EXERCISE REQUIREMENTS: Copy every one of the rows below character for character, without changing or leaving out anything.

EXTRACTED DATA:
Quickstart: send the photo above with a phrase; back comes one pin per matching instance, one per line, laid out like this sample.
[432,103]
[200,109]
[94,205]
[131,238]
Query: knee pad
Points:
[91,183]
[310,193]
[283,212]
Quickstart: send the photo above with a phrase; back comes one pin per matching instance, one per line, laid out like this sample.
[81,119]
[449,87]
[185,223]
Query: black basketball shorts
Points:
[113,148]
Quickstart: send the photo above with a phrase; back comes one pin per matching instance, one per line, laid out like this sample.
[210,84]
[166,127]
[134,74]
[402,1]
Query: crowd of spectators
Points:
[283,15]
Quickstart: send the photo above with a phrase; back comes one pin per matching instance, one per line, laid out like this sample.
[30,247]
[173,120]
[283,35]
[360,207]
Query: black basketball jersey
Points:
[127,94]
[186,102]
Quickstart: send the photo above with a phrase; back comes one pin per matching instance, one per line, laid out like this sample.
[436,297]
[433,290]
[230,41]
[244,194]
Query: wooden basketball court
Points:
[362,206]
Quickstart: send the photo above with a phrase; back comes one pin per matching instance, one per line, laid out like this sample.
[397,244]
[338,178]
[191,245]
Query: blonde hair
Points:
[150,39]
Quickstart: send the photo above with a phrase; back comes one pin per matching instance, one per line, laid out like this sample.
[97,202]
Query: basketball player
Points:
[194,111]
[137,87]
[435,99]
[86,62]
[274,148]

EXERCISE OUTPUT:
Quickstart: send the photo above with a phrase; back comes one pin per matching instance, one per line, laid out like this sample.
[432,103]
[200,109]
[94,205]
[131,238]
Query: knee pad
Points:
[91,183]
[310,193]
[283,212]
Quickstart: send the photo above with a phrase; back comes one pin per matching instance, one per line, laid out like this sample.
[81,119]
[449,87]
[185,223]
Query: black basketball shorts
Points:
[113,148]
Quickstart: send the photo above with a phrase; back comes one pin per matching instance, one per line, laid out like this sample.
[210,84]
[166,127]
[134,74]
[402,1]
Query: crowd of spectators
Points:
[283,15]
Quickstart: send the photo above with a phrase; back comes one pin per matching instance, one per line, laid out like this sample.
[30,247]
[173,120]
[283,35]
[360,207]
Query: black basketball jersey
Points:
[127,94]
[186,102]
Quickstart: send the photo above with a phrase; back comes one pin per matching instance, one per line, laid out like this sample.
[436,297]
[433,290]
[230,41]
[244,194]
Query: wooden basketball court
Points:
[362,206]
Quickstart: send the photo above with a phrase; back comes one pin per matching instance, one per line, laid out like this sample.
[397,244]
[338,178]
[191,245]
Query: blonde hair
Points:
[150,39]
Quickstart: send the photo above with a phrase; back comes one pin per matching instance, one per line, laid out like this sample.
[97,202]
Query: basketball player
Points:
[194,111]
[137,87]
[435,99]
[86,62]
[274,148]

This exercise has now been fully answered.